+++ SUPPLIED DATA +++

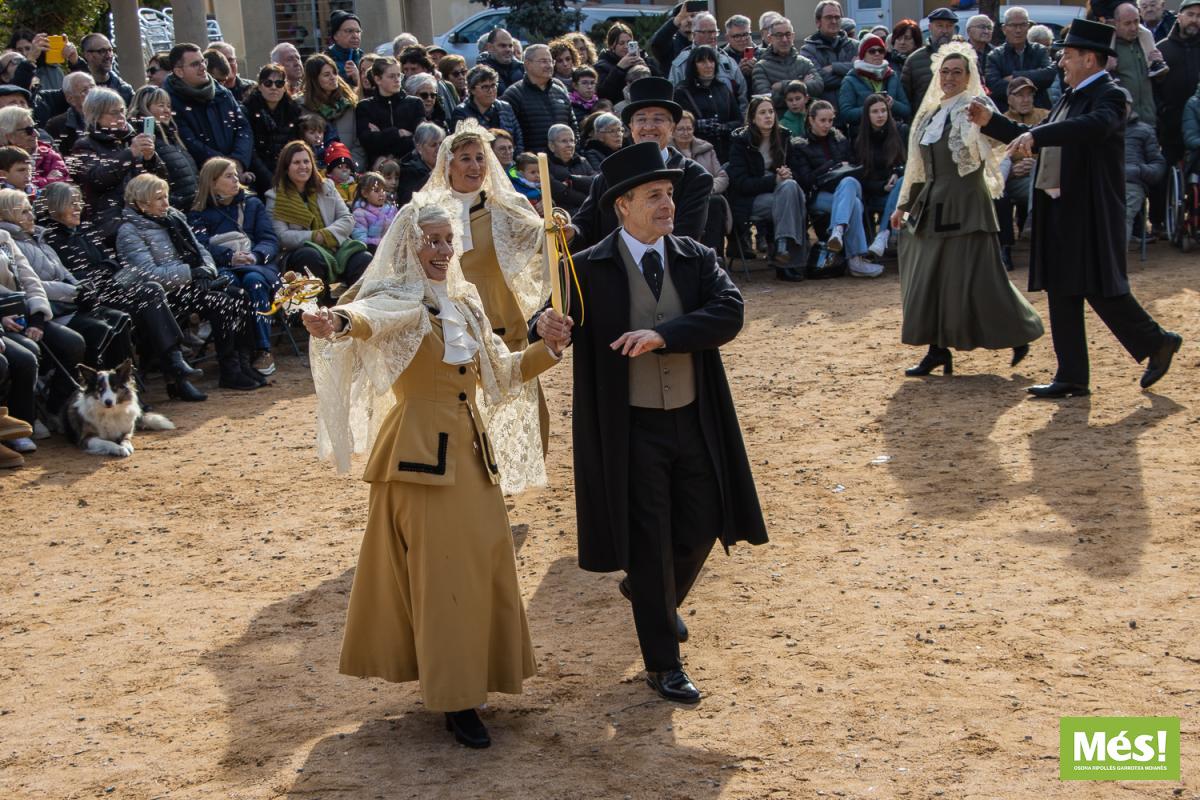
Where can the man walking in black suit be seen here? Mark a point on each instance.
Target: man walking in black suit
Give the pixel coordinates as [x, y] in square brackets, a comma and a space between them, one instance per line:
[660, 468]
[1079, 248]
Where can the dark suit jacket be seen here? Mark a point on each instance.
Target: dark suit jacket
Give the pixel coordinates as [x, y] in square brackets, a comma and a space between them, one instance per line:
[1079, 240]
[600, 410]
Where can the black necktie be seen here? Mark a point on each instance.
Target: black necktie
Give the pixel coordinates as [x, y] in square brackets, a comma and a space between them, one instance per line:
[652, 270]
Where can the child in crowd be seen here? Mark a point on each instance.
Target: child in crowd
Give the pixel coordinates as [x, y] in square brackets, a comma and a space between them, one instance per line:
[340, 169]
[373, 210]
[796, 95]
[17, 170]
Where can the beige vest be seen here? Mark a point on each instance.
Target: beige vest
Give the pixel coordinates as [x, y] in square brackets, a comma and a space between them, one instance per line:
[655, 380]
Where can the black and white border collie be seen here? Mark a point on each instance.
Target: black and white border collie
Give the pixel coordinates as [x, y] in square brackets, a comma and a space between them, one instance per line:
[105, 411]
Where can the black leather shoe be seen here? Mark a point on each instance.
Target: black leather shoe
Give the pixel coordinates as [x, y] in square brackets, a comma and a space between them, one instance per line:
[681, 629]
[468, 729]
[1057, 390]
[673, 685]
[1161, 361]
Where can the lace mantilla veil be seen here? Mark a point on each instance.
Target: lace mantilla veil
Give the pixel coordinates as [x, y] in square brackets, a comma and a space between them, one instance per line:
[354, 378]
[969, 146]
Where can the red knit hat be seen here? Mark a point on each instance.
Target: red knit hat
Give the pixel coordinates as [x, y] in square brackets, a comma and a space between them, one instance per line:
[868, 43]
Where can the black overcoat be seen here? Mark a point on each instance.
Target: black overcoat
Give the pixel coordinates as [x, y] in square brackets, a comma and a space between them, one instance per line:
[1079, 241]
[600, 411]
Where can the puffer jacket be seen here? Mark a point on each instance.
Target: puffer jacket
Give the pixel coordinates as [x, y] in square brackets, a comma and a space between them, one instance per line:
[773, 68]
[537, 109]
[337, 218]
[148, 253]
[55, 278]
[246, 214]
[839, 55]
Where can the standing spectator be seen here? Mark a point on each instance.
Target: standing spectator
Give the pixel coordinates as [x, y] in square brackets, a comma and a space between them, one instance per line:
[181, 173]
[538, 100]
[703, 34]
[17, 128]
[616, 61]
[871, 76]
[829, 49]
[274, 118]
[783, 62]
[385, 122]
[1019, 58]
[346, 31]
[210, 120]
[329, 96]
[918, 71]
[483, 104]
[501, 55]
[97, 54]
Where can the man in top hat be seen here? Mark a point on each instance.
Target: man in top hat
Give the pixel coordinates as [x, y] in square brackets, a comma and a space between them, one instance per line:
[1079, 232]
[660, 468]
[651, 116]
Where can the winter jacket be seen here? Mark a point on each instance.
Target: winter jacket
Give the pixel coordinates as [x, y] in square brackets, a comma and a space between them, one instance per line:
[214, 128]
[748, 172]
[839, 55]
[390, 115]
[371, 222]
[499, 115]
[255, 222]
[774, 68]
[1032, 62]
[148, 252]
[337, 218]
[538, 108]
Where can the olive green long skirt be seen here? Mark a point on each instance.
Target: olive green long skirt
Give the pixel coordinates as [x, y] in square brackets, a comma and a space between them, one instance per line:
[955, 294]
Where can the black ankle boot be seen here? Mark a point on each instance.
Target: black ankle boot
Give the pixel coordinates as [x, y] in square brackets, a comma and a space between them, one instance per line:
[935, 358]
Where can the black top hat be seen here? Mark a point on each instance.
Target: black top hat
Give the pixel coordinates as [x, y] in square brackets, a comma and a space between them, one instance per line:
[631, 167]
[652, 92]
[1091, 35]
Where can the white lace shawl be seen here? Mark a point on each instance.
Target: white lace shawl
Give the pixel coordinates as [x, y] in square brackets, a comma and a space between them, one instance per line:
[969, 146]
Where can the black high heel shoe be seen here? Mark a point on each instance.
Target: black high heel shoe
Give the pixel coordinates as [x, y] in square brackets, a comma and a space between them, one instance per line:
[935, 358]
[468, 729]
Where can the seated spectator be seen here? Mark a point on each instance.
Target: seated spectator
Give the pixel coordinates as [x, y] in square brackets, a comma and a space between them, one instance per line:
[238, 233]
[108, 157]
[762, 185]
[609, 137]
[157, 331]
[880, 148]
[615, 62]
[871, 76]
[483, 104]
[709, 98]
[274, 118]
[329, 96]
[373, 210]
[570, 173]
[17, 128]
[820, 166]
[417, 166]
[312, 222]
[210, 121]
[181, 174]
[155, 244]
[538, 101]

+++

WORK REQUEST: Reproduce exactly the lines above from the line with "Target: black overcoat" to the line with "Target: puffer jacket", including both, and add nothing.

SOLUTION FOR THIS EXERCISE:
Target: black overcoat
Give the pixel coordinates as [x, y] in square brackets, a comma and a space between them, one instance per line:
[1079, 241]
[600, 411]
Where can the puffer jacket be seen here? Mark a point on each instance.
Target: puffer jacket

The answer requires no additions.